- **Aim of the task**: Convert the listing below into a numbered list, omitting any blank lines and excluding the pictures.

- **Given data**:
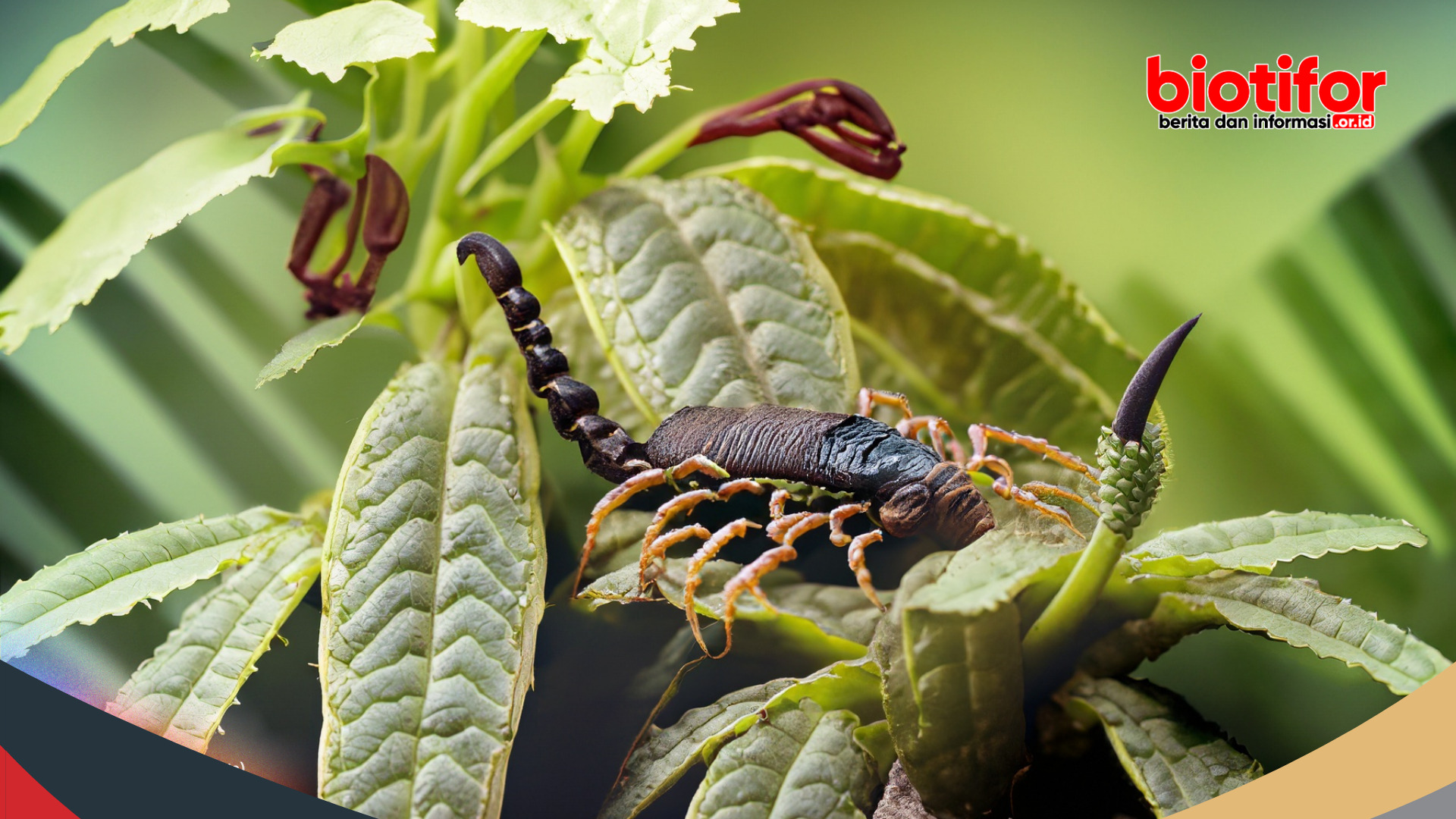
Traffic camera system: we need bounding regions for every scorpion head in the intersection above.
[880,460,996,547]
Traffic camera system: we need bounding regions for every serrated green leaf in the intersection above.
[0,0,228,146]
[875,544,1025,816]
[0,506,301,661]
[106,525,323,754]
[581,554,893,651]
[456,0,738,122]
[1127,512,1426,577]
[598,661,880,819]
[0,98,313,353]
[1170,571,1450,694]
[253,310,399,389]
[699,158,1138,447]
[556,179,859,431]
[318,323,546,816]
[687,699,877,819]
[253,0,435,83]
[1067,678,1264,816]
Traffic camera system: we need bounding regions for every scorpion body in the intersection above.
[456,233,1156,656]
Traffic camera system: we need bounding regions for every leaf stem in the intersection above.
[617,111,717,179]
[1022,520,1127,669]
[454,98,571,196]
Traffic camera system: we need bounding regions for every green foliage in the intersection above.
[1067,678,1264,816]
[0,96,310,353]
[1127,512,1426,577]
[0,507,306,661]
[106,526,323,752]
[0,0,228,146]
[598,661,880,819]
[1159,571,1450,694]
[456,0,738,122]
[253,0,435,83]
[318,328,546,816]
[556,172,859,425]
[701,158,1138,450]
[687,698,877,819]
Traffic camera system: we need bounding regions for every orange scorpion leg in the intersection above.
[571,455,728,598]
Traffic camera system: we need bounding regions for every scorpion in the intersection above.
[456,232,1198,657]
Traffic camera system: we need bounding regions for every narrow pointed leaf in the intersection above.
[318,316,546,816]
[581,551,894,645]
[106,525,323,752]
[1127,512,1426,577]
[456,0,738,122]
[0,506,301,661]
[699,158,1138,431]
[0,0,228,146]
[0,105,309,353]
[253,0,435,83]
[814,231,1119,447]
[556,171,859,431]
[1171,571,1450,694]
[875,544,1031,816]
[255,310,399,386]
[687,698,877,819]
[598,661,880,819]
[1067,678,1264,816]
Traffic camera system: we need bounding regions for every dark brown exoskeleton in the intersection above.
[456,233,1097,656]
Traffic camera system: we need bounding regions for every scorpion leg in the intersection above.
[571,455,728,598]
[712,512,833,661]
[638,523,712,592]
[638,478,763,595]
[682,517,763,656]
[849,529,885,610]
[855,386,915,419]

- **Response to this exercise**:
1. Traffic camera system: we need bounding regions for every scorpion head in the intersection above.
2. [880,460,996,547]
3. Traffic camera system: we need bounding regions for every serrated green leaf in the intersection above.
4. [0,0,228,146]
5. [875,544,1025,816]
6. [0,506,301,661]
7. [106,525,323,754]
8. [581,554,893,651]
9. [456,0,738,122]
10. [1127,512,1426,577]
11. [598,661,880,819]
12. [0,98,313,353]
13. [1170,571,1450,694]
14. [253,310,399,389]
15. [699,158,1138,447]
16. [556,179,859,431]
17. [318,323,546,816]
18. [687,699,877,819]
19. [253,0,435,83]
20. [1067,678,1264,816]
21. Traffic camera system: we need bounding regions for every scorpion body in the intersection above.
22. [456,233,1156,656]
23. Traffic camera system: we need bounding regions for every leaf stem in the intersection above.
24. [617,111,717,179]
25. [1022,520,1127,669]
26. [454,98,571,196]
27. Traffic camera system: we need bounding regions for every green foliage in the intersection above.
28. [1067,678,1264,816]
29. [0,96,310,353]
30. [1127,512,1426,577]
31. [0,507,306,661]
32. [106,526,323,752]
33. [0,0,228,146]
34. [598,661,880,819]
35. [1159,571,1450,694]
36. [456,0,738,122]
37. [253,0,435,83]
38. [318,328,546,816]
39. [556,172,859,425]
40. [701,158,1138,450]
41. [687,698,877,819]
42. Traffic camera system: we need bounding regions for every orange scorpion leg in the intersection above.
43. [571,455,728,598]
44. Traffic camera system: we need bounding regions for every scorpion in the intersection above.
45. [456,232,1198,657]
46. Traffic camera system: we need bounding regions for every narrow pointed leaf in the intersection above.
47. [318,316,546,816]
48. [581,551,894,645]
49. [106,525,323,752]
50. [1127,512,1426,577]
51. [456,0,738,122]
52. [0,506,301,661]
53. [699,158,1138,431]
54. [0,0,228,146]
55. [0,105,309,353]
56. [253,0,435,83]
57. [814,231,1119,447]
58. [556,171,859,431]
59. [1171,571,1450,694]
60. [875,544,1031,816]
61. [255,310,399,386]
62. [687,698,877,819]
63. [598,661,880,819]
64. [1067,678,1264,816]
65. Traffic camera system: we need bounding regions for every dark brown exoskeleton in the intersection above.
66. [456,233,1097,656]
67. Traffic camera system: we need bounding regions for every scorpion leg in the intersection above.
68. [571,455,728,598]
69. [712,512,833,661]
70. [638,523,712,592]
71. [638,478,763,595]
72. [682,517,763,656]
73. [849,529,885,610]
74. [855,386,915,419]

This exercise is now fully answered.